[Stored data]
(begin)

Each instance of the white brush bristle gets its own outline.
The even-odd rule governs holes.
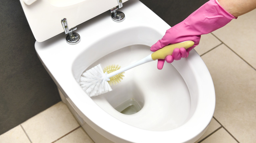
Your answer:
[[[99,64],[83,73],[79,84],[85,92],[91,97],[112,90]]]

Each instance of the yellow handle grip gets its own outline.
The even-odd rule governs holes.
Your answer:
[[[192,41],[187,41],[176,44],[167,45],[163,48],[160,49],[151,55],[152,59],[156,60],[158,59],[164,59],[168,55],[171,55],[174,49],[184,48],[186,49],[192,47],[195,44]]]

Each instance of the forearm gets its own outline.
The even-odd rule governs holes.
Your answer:
[[[256,0],[218,0],[226,10],[237,17],[256,8]]]

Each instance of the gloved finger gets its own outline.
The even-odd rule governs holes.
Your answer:
[[[159,70],[161,70],[163,67],[163,64],[164,63],[164,60],[159,59],[157,62],[157,68]]]
[[[181,48],[180,49],[180,52],[181,52],[181,57],[187,57],[187,51],[184,48]]]
[[[174,50],[173,50],[173,52],[172,52],[172,57],[173,57],[173,59],[174,60],[180,60],[181,59],[181,54],[180,51],[180,49],[174,49]]]
[[[161,40],[159,40],[156,43],[151,46],[151,47],[150,47],[150,51],[152,52],[155,52],[165,46],[163,46],[162,45],[162,43]]]
[[[174,60],[174,59],[173,59],[173,57],[172,57],[172,56],[171,55],[168,55],[167,56],[165,57],[165,59],[166,61],[168,63],[172,63],[173,61]]]

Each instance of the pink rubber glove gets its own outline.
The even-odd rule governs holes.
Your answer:
[[[174,49],[172,56],[165,60],[171,63],[186,57],[189,52],[199,43],[201,35],[208,34],[221,28],[235,17],[224,9],[217,0],[210,0],[192,13],[184,21],[166,31],[165,35],[150,48],[155,52],[169,44],[190,40],[195,44],[186,50],[183,48]],[[165,60],[158,60],[157,68],[163,68]]]

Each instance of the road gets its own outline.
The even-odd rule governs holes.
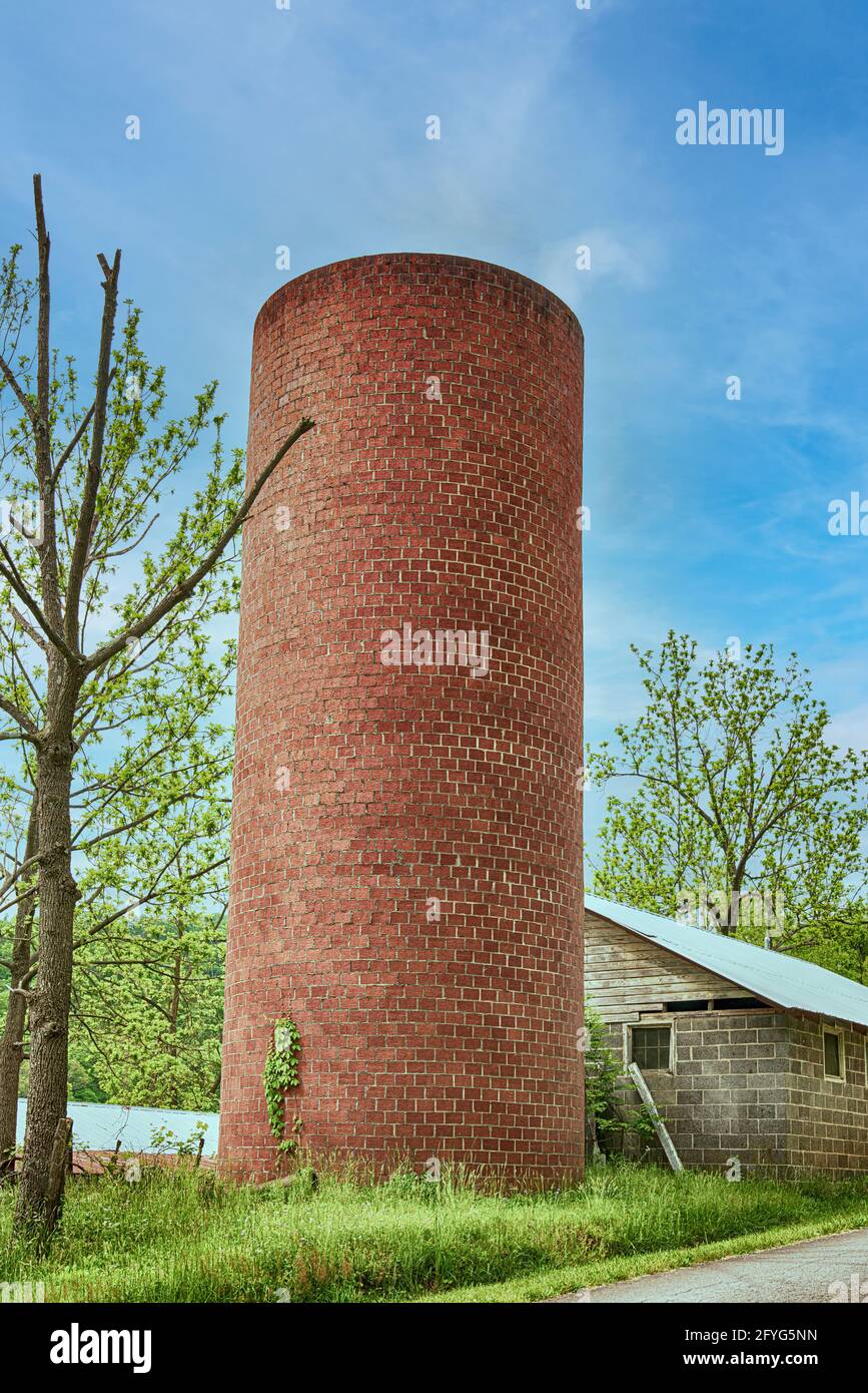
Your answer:
[[[868,1229],[766,1248],[739,1258],[700,1262],[694,1268],[655,1272],[573,1291],[551,1301],[637,1302],[702,1301],[737,1305],[751,1301],[861,1301],[868,1304]]]

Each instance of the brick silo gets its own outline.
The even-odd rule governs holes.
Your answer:
[[[460,256],[289,281],[253,337],[221,1156],[581,1169],[583,336]]]

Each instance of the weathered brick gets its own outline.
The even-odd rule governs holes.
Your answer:
[[[284,1015],[313,1151],[580,1172],[581,382],[572,312],[463,258],[326,266],[257,318],[249,478],[317,428],[243,528],[221,1155],[248,1173]],[[405,623],[487,631],[488,674],[384,666]]]

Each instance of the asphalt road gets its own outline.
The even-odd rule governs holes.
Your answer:
[[[868,1304],[868,1229],[810,1238],[786,1248],[766,1248],[739,1258],[700,1262],[694,1268],[655,1272],[630,1282],[613,1282],[590,1291],[573,1291],[556,1301],[636,1302],[702,1301],[737,1305],[751,1301]]]

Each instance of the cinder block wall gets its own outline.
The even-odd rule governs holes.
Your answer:
[[[822,1027],[787,1017],[791,1041],[789,1075],[789,1162],[800,1170],[836,1176],[868,1172],[868,1085],[865,1036],[842,1025],[844,1078],[823,1078]]]
[[[736,1156],[746,1170],[783,1177],[868,1172],[864,1035],[842,1027],[839,1081],[823,1077],[818,1021],[782,1011],[679,1011],[668,1020],[676,1073],[652,1071],[647,1082],[686,1166],[725,1170]],[[623,1057],[623,1027],[609,1025],[606,1038]],[[633,1113],[640,1103],[625,1080],[620,1106]],[[627,1137],[623,1151],[636,1158],[647,1145]],[[648,1159],[666,1165],[657,1138]]]
[[[513,272],[387,255],[255,330],[220,1149],[270,1174],[299,1027],[314,1152],[581,1169],[583,338]],[[384,631],[490,669],[384,666]]]
[[[775,1011],[677,1011],[666,1020],[675,1021],[676,1071],[648,1073],[647,1082],[682,1162],[725,1170],[736,1156],[741,1166],[786,1166],[787,1018]],[[608,1039],[623,1057],[623,1027],[611,1025]],[[625,1109],[636,1112],[636,1089],[625,1082],[622,1096]],[[636,1156],[645,1145],[629,1137],[625,1151]],[[666,1165],[657,1138],[651,1156]]]

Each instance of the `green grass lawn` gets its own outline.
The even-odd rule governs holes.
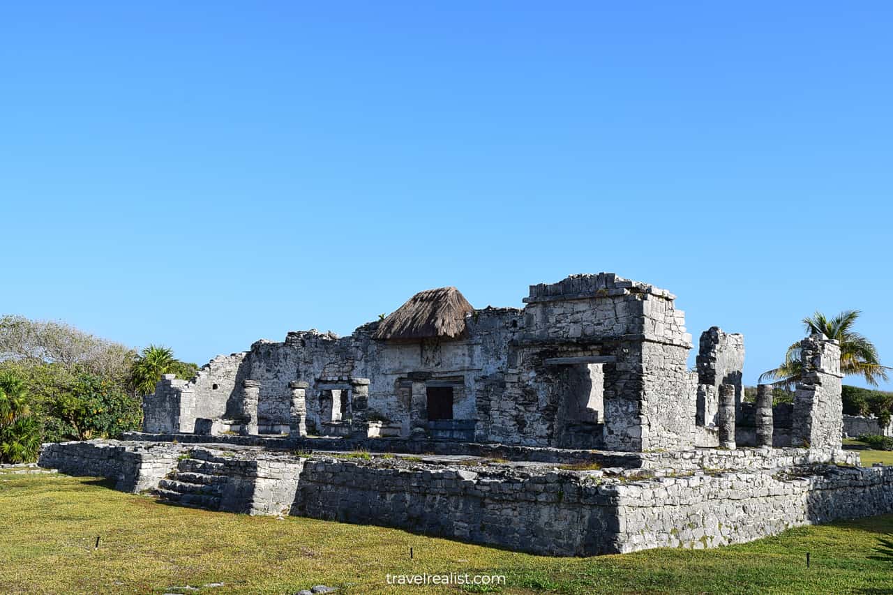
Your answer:
[[[385,576],[467,572],[505,574],[508,593],[891,593],[891,541],[887,515],[705,551],[551,558],[381,527],[182,508],[89,478],[0,478],[3,592],[163,593],[215,582],[226,584],[197,592],[320,583],[339,593],[461,592],[388,587]]]
[[[859,450],[859,457],[862,459],[864,466],[870,467],[875,463],[893,465],[893,450],[872,450],[864,442],[855,438],[843,439],[843,445],[844,447],[855,447]]]

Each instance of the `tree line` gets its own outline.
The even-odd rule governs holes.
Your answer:
[[[197,370],[166,347],[137,350],[62,322],[0,317],[0,462],[32,461],[42,442],[137,430],[162,374],[188,380]]]

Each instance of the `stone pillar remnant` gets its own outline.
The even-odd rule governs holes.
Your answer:
[[[800,341],[803,373],[794,393],[791,445],[837,449],[843,432],[840,344],[822,334]]]
[[[720,448],[735,449],[735,385],[720,385],[719,421]]]
[[[368,378],[353,378],[350,381],[351,433],[366,438],[369,432],[369,384]]]
[[[755,424],[756,425],[756,446],[772,446],[772,386],[756,386],[756,407]]]
[[[243,436],[257,434],[257,402],[261,398],[261,383],[246,380],[242,382],[242,428]]]
[[[306,391],[310,385],[300,381],[288,382],[291,402],[288,406],[288,435],[292,439],[307,435]]]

(end)

Exercise goal: Return all of the lines above verbatim, with the pictures omitted.

Answer to this problem:
Each instance of the white brush bristle gets its own outline.
The even-odd rule governs holes.
Your answer:
[[[99,64],[83,73],[79,84],[85,92],[91,97],[112,90]]]

Each instance of the yellow handle grip gets its own outline.
The even-odd rule governs holes.
Your answer:
[[[192,41],[187,41],[176,44],[167,45],[163,48],[160,49],[151,55],[152,59],[156,60],[158,59],[164,59],[168,55],[171,55],[174,49],[184,48],[186,49],[192,47],[195,44]]]

Each instance of the forearm gets its own outline.
The even-odd rule governs holes.
Your answer:
[[[256,0],[218,0],[226,10],[237,17],[256,8]]]

Each instance of the gloved finger gets its own outline.
The even-odd rule governs holes.
Your answer:
[[[159,70],[161,70],[163,67],[163,64],[164,63],[164,60],[159,59],[157,62],[157,68]]]
[[[181,48],[180,49],[180,52],[181,52],[181,57],[187,57],[187,51],[184,48]]]
[[[174,50],[173,50],[173,52],[172,52],[172,57],[173,57],[173,59],[174,60],[180,60],[181,59],[181,54],[180,51],[180,49],[174,49]]]
[[[161,40],[159,40],[156,43],[151,46],[151,47],[150,47],[150,51],[152,52],[155,52],[165,46],[163,46],[162,45],[162,43]]]
[[[174,60],[174,59],[173,59],[173,57],[172,57],[172,56],[171,55],[168,55],[167,56],[165,57],[165,59],[166,61],[168,63],[172,63],[173,61]]]

Each instance of the pink rubber glove gets its own outline.
The even-odd rule governs holes.
Your answer:
[[[174,49],[172,56],[165,60],[171,63],[186,57],[189,52],[199,43],[201,35],[208,34],[221,28],[235,17],[224,9],[217,0],[210,0],[192,13],[184,21],[166,31],[165,35],[150,48],[155,52],[169,44],[190,40],[195,44],[186,50],[183,48]],[[165,60],[158,60],[157,68],[163,68]]]

Each instance of the road gets its own outline.
The even-odd rule governs holes.
Your answer:
[[[868,1229],[766,1248],[739,1258],[700,1262],[694,1268],[655,1272],[573,1291],[551,1301],[637,1302],[702,1301],[737,1305],[751,1301],[861,1301],[868,1304]]]

Each instance of the brick silo gets its own outline.
The even-odd rule governs holes.
Your answer:
[[[460,256],[289,281],[253,337],[221,1156],[581,1169],[583,336]]]

Each instance of the weathered brick gets its own outline.
The even-odd rule governs holes.
Your answer:
[[[284,1015],[313,1151],[580,1172],[581,382],[572,312],[463,258],[326,266],[257,318],[249,478],[317,428],[243,528],[221,1155],[248,1173]],[[405,623],[487,631],[488,674],[384,666]]]

Each instance of the asphalt road gets its own outline.
The even-odd rule governs holes.
Your answer:
[[[868,1304],[868,1229],[810,1238],[786,1248],[766,1248],[739,1258],[700,1262],[694,1268],[655,1272],[630,1282],[613,1282],[590,1291],[573,1291],[556,1301],[636,1302],[702,1301],[737,1305],[751,1301]]]

Each instance of the cinder block wall gets its own outline.
The even-odd rule governs holes.
Your answer:
[[[822,1027],[787,1017],[791,1041],[789,1075],[789,1162],[800,1170],[836,1176],[868,1172],[868,1085],[865,1036],[842,1025],[844,1078],[823,1078]]]
[[[736,1156],[746,1170],[783,1177],[868,1172],[864,1035],[842,1027],[839,1081],[823,1077],[818,1021],[782,1011],[679,1011],[668,1020],[676,1073],[652,1071],[647,1082],[686,1166],[725,1170]],[[623,1057],[623,1027],[609,1025],[606,1038]],[[633,1113],[640,1103],[625,1080],[620,1106]],[[627,1137],[623,1151],[636,1158],[647,1145]],[[648,1159],[666,1165],[657,1138]]]
[[[513,272],[387,255],[255,330],[220,1149],[270,1174],[299,1027],[314,1152],[581,1169],[583,338]],[[384,631],[490,669],[384,666]]]
[[[775,1011],[677,1011],[666,1020],[675,1021],[676,1071],[648,1073],[647,1082],[682,1162],[725,1170],[736,1156],[741,1166],[786,1166],[787,1018]],[[608,1039],[623,1057],[623,1027],[611,1025]],[[625,1109],[636,1112],[636,1089],[625,1082],[622,1096]],[[636,1156],[645,1145],[629,1137],[625,1151]],[[666,1165],[657,1138],[651,1156]]]

Each instance of the `green grass lawn` gets its own outline.
The even-odd rule governs holes.
Your answer:
[[[385,576],[467,572],[505,574],[508,593],[891,593],[891,541],[887,515],[705,551],[551,558],[381,527],[182,508],[89,478],[0,478],[3,592],[163,593],[215,582],[226,584],[197,592],[320,583],[339,593],[461,592],[388,587]]]
[[[859,450],[859,457],[862,459],[864,466],[870,467],[875,463],[893,465],[893,450],[872,450],[864,442],[855,438],[843,439],[843,445],[844,447],[855,447]]]

Each instance of the `tree line` gets its own outline.
The even-odd rule governs holes.
Your answer:
[[[197,370],[166,347],[137,350],[62,322],[0,317],[0,462],[32,461],[42,442],[137,430],[162,374],[188,380]]]

Each instance of the `stone pillar remnant` gets its own outline.
The even-odd rule governs holes.
Your answer:
[[[800,341],[803,373],[794,393],[791,445],[837,449],[843,432],[840,344],[822,334]]]
[[[720,448],[735,449],[735,385],[720,385],[719,421]]]
[[[368,378],[353,378],[350,381],[351,433],[366,438],[369,432],[369,384]]]
[[[755,424],[756,425],[756,446],[772,446],[772,386],[756,386],[756,407]]]
[[[243,436],[257,434],[257,402],[261,398],[261,383],[246,380],[242,382],[242,428]]]
[[[306,391],[310,385],[300,381],[288,382],[291,402],[288,406],[288,435],[292,439],[307,435]]]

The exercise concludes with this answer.